(begin)

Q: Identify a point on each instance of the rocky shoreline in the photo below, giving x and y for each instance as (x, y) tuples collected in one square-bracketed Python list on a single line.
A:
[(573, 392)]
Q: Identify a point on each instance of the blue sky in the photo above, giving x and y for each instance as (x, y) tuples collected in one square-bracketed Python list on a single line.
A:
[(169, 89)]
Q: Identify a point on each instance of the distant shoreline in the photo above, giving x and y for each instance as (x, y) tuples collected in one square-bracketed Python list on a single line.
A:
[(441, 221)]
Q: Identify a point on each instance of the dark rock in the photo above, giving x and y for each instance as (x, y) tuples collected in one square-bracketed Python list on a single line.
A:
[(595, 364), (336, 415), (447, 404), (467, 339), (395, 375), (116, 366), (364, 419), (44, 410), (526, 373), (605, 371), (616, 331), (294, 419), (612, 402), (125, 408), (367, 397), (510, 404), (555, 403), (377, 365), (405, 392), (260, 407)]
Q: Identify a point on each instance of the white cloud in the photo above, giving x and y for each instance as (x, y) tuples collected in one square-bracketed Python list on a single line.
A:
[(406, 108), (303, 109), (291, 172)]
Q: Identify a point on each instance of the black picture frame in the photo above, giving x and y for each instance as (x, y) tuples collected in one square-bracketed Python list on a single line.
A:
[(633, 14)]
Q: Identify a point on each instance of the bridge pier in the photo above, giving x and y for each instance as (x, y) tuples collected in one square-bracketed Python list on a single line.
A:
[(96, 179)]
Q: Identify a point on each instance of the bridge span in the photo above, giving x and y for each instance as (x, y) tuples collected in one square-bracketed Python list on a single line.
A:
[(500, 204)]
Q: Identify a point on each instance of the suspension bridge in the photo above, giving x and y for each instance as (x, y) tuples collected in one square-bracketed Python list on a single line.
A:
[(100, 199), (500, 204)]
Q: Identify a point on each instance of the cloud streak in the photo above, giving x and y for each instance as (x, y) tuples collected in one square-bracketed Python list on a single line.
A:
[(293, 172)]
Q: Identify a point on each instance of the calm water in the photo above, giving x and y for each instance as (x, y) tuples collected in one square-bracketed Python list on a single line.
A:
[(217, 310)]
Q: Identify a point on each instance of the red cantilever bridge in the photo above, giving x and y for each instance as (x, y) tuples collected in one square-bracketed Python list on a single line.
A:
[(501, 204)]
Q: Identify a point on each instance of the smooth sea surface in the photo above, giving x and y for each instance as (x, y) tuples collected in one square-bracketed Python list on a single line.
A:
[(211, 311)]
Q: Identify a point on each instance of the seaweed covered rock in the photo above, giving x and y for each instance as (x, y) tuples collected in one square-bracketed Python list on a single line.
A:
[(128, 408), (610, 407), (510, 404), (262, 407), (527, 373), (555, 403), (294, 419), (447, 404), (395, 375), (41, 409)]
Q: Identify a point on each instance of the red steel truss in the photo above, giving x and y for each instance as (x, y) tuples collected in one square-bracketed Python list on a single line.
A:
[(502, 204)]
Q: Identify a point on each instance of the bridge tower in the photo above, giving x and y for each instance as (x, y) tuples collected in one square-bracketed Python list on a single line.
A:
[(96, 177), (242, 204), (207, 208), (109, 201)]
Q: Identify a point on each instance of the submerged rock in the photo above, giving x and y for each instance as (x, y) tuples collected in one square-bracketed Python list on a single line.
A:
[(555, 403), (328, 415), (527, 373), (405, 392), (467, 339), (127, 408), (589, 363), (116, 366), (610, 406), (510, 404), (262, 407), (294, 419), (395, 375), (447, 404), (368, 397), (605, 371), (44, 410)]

(end)

• _Given problem_
Reproduce every line of the material, beginning at the line that has "Q: Identify a point on each instance of the smooth" and stopping after the line that has "[(96, 177), (242, 204), (207, 208), (109, 201)]". Multiply each coordinate inside the square-bracketed lists by 2.6 and round it to a whole number, with halves rounded up, and leave all other text unchanged.

• _Expected output_
Q: Identify a point on each instance of the smooth sea surface in the photo above, giving x and y for each instance as (x, y) tuples collected in one square-bracketed Python list on a single line.
A:
[(549, 809)]
Q: Identify a point on each instance of the seaweed covered rock in the photo above, giving x and y for each instance as (x, y) tuples collected in one square-bracketed Python list on a single line.
A:
[(333, 1061), (1586, 1058), (1326, 1050), (681, 1058), (1370, 970), (1443, 1048), (764, 1089), (1162, 1050), (1027, 975), (107, 1063)]
Q: Identify a point on each instance of the red steel truss in the photo above, giving x and y for each instance as (x, y) tuples collected in one square-bracketed Python list on a single line.
A:
[(1305, 530)]
Q: Identify a point on each instance of the bridge tower in the photo above, giving x and y for each instance as (x, y) tuples collected in one square-bracketed Python list on a single line.
A:
[(250, 460), (629, 530), (538, 541), (283, 523)]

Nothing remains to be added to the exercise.